• Records for the exercise
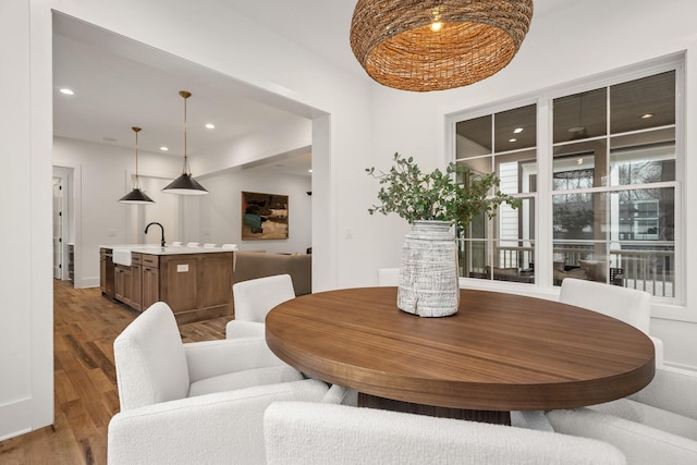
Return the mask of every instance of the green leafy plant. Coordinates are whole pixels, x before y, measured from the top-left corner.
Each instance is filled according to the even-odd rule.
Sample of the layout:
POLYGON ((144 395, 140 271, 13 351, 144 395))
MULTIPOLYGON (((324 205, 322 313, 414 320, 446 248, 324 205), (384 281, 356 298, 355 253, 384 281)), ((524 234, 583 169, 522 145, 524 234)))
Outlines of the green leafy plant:
POLYGON ((444 172, 436 169, 423 173, 413 157, 394 154, 394 164, 387 173, 376 172, 375 167, 366 172, 381 185, 380 203, 368 212, 396 213, 409 224, 417 220, 440 220, 466 228, 477 215, 493 218, 501 204, 521 206, 521 200, 499 191, 496 175, 478 175, 463 164, 450 163, 444 172))

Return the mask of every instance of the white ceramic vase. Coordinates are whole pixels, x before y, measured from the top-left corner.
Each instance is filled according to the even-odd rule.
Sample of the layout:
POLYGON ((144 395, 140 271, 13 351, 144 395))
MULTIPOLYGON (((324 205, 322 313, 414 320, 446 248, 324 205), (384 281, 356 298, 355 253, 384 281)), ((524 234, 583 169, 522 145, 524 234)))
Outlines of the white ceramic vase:
POLYGON ((457 245, 448 221, 415 221, 405 235, 396 305, 420 317, 457 313, 457 245))

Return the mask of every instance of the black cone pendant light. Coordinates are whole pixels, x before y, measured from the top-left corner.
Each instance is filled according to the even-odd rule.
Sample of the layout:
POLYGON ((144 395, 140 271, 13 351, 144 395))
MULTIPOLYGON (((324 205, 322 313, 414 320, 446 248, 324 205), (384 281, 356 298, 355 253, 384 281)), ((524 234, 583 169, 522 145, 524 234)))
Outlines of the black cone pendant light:
POLYGON ((182 90, 179 95, 184 98, 184 169, 182 170, 182 175, 169 183, 162 192, 179 195, 206 195, 208 191, 192 176, 188 168, 188 157, 186 155, 186 99, 189 98, 192 94, 182 90))
POLYGON ((138 178, 138 132, 140 127, 131 127, 135 133, 135 181, 133 183, 133 191, 124 195, 119 199, 121 204, 155 204, 146 193, 140 191, 140 180, 138 178))

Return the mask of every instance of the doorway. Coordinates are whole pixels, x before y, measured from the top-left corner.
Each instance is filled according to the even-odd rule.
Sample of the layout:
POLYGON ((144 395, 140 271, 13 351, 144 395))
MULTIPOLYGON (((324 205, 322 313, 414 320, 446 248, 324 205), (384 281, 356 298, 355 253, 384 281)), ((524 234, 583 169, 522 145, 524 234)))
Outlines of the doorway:
POLYGON ((53 178, 53 279, 63 279, 63 179, 53 178))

• What the exercise asks
Please rewrite all the records above with "whole pixels" substituted by "integer pixels" everywhere and every other word left unchanged. Omit the pictures from your answer.

• Answer to this task
Return the mask of every instance of the green leafy plant. Coordinates are integer pixels, x before y, measured from the top-left corner.
Each instance is filled according to the even-odd rule.
Sample of the layout:
POLYGON ((144 395, 140 271, 13 351, 144 395))
MULTIPOLYGON (((324 205, 322 313, 414 320, 446 248, 324 205), (384 281, 356 298, 355 253, 384 281)), ((524 234, 583 169, 522 145, 524 234)))
Outlines of the green leafy plant:
POLYGON ((444 172, 436 169, 423 173, 413 157, 394 154, 394 164, 387 173, 376 172, 375 167, 366 172, 381 185, 380 203, 368 212, 396 213, 409 224, 417 220, 440 220, 466 228, 477 215, 493 218, 501 204, 521 206, 521 200, 499 191, 496 175, 478 175, 463 164, 450 163, 444 172))

Return the mask of every instance of the white ceramic vase. Coordinates are integer pixels, x before y, measured from the top-left corner.
Each instance is filled according to the even-odd rule.
Sample of the layout:
POLYGON ((144 395, 140 271, 13 351, 144 395))
MULTIPOLYGON (((324 205, 322 313, 414 320, 446 248, 324 205), (384 281, 356 298, 355 253, 384 281)), ((524 234, 583 169, 522 145, 524 234)))
Outlines of the white ceramic vase:
POLYGON ((457 245, 448 221, 415 221, 405 235, 396 305, 420 317, 457 313, 457 245))

Return the mask of every instance of the black cone pendant light. Coordinates are integer pixels, x before y, measured from the top-left corner.
Each instance is filled according to the even-odd rule.
Sample of the layout:
POLYGON ((144 395, 140 271, 13 351, 144 395))
MULTIPOLYGON (((324 205, 322 313, 414 320, 446 248, 324 205), (384 281, 356 298, 355 253, 384 281)), ((524 234, 583 169, 522 145, 524 234)))
Outlines of the black cone pendant light:
POLYGON ((182 90, 179 95, 184 98, 184 169, 182 170, 182 175, 169 183, 162 192, 179 195, 206 195, 208 191, 192 176, 188 168, 188 157, 186 155, 186 99, 189 98, 192 94, 182 90))
POLYGON ((138 178, 138 132, 140 127, 131 127, 135 133, 135 181, 133 183, 133 191, 124 195, 119 199, 121 204, 155 204, 146 193, 140 191, 140 180, 138 178))

Return the mask of every instance of the doorway. Coordinates are integer pixels, x before y, measured from the top-left corner.
Each instance is filled according to the even-odd rule.
Sample of the layout:
POLYGON ((144 395, 140 271, 13 351, 144 395))
MULTIPOLYGON (((324 205, 322 313, 414 320, 446 248, 324 205), (384 281, 356 298, 355 253, 384 281)), ((524 234, 583 169, 522 145, 524 234)))
Outlines of the doorway:
POLYGON ((53 178, 53 279, 63 279, 63 179, 53 178))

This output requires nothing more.